[Entries from a dataset]
[Begin]

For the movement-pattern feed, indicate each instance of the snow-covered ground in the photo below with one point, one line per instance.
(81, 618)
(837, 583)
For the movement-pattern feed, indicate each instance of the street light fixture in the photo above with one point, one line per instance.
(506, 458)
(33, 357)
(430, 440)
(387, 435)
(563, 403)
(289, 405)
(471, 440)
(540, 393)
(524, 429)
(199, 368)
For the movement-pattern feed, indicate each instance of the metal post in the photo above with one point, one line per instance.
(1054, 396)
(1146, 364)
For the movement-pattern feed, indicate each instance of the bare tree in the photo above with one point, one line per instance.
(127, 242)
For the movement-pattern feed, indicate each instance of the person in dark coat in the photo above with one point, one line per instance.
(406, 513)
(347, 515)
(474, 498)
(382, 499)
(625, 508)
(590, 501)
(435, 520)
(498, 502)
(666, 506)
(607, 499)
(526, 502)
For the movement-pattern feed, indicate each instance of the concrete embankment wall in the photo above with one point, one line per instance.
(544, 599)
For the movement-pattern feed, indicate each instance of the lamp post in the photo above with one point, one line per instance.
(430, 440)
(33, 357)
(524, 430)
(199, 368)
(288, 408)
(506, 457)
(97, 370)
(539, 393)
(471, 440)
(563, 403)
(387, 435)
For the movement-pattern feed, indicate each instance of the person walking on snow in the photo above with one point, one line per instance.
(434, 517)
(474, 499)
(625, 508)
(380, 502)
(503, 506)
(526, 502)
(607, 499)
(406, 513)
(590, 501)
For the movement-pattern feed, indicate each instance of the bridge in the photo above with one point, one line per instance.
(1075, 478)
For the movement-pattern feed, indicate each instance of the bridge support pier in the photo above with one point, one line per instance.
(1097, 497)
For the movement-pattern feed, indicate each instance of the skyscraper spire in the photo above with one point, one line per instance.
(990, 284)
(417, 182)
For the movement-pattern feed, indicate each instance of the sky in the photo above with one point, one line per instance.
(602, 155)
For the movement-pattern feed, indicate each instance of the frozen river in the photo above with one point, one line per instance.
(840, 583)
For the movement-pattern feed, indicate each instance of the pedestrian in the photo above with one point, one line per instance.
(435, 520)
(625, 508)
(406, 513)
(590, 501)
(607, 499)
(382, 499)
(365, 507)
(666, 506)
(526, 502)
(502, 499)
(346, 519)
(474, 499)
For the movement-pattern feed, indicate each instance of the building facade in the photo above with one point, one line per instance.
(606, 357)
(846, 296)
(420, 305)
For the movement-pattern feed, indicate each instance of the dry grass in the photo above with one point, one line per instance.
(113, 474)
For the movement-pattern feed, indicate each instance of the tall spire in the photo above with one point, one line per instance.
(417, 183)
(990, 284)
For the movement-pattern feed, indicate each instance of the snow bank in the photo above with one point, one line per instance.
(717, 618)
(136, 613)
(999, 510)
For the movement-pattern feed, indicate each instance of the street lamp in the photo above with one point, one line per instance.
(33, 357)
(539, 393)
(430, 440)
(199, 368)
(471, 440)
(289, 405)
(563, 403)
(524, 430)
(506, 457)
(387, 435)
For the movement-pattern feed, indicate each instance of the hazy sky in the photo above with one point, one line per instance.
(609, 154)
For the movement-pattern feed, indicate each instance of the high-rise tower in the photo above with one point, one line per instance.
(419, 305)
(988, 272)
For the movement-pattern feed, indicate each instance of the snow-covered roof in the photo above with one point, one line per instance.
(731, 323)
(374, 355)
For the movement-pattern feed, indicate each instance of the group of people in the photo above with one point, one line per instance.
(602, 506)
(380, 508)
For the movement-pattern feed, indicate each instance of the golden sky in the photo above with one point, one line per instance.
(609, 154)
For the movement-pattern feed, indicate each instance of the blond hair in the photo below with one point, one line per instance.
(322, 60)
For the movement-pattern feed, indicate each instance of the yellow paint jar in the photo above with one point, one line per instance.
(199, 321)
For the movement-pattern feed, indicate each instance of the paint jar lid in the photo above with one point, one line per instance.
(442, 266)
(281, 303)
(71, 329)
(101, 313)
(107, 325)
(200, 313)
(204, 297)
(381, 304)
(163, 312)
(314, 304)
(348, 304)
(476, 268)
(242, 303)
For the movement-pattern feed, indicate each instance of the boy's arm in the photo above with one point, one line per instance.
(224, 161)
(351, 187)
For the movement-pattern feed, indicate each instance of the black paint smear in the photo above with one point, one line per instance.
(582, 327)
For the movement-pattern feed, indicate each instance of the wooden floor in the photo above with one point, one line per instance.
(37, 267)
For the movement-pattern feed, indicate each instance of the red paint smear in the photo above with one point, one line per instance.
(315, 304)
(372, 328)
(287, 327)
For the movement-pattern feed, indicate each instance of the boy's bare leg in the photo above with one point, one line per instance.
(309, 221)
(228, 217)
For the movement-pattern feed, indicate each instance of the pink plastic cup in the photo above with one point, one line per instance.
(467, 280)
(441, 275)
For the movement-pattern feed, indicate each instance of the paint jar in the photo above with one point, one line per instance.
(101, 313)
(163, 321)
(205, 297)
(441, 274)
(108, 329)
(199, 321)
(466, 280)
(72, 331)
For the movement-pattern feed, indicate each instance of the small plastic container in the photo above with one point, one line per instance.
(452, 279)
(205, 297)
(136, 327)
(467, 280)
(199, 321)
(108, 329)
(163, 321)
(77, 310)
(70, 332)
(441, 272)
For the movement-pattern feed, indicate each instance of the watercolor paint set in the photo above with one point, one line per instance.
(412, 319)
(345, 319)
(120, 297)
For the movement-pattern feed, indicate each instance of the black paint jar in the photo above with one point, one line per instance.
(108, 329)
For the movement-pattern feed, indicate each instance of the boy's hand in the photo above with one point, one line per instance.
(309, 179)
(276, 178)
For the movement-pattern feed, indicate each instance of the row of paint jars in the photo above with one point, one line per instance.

[End]

[Work to do] Turn the material from the line with "the person in" through the line with "(1075, 478)" into a Markdown table with the columns Row and Entry. Number each line and leave out blank lines.

[Task output]
| Row | Entry |
|---|---|
| 1 | For the movement-pattern feed, indicate each instance of the person in dark coat in the photo above with one point, one line per instance. |
| 2 | (406, 513) |
| 3 | (347, 515) |
| 4 | (474, 498) |
| 5 | (382, 499) |
| 6 | (625, 508) |
| 7 | (590, 501) |
| 8 | (435, 520) |
| 9 | (498, 502) |
| 10 | (666, 506) |
| 11 | (607, 499) |
| 12 | (526, 502) |
| 13 | For the movement-pattern feed, indicate each instance of the concrete embankment wall in the photo above with one point, one line per instance. |
| 14 | (544, 599) |
| 15 | For the movement-pattern feed, indicate each instance of the lamp post in the photo above with one point, one line per instance. |
| 16 | (430, 440) |
| 17 | (33, 357) |
| 18 | (524, 430) |
| 19 | (199, 368) |
| 20 | (288, 408) |
| 21 | (506, 457) |
| 22 | (97, 370) |
| 23 | (539, 393) |
| 24 | (471, 440) |
| 25 | (563, 403) |
| 26 | (387, 435) |
| 27 | For the movement-pattern feed, indicate each instance of the person walking on snow in the photo above with one point, one line per instance. |
| 28 | (434, 517) |
| 29 | (474, 499) |
| 30 | (625, 508) |
| 31 | (380, 502) |
| 32 | (503, 506) |
| 33 | (526, 502) |
| 34 | (607, 499) |
| 35 | (406, 513) |
| 36 | (590, 501) |
| 37 | For the movement-pattern feed, indicate each instance of the bridge in the photo above with one point, one line per instance. |
| 38 | (1075, 478) |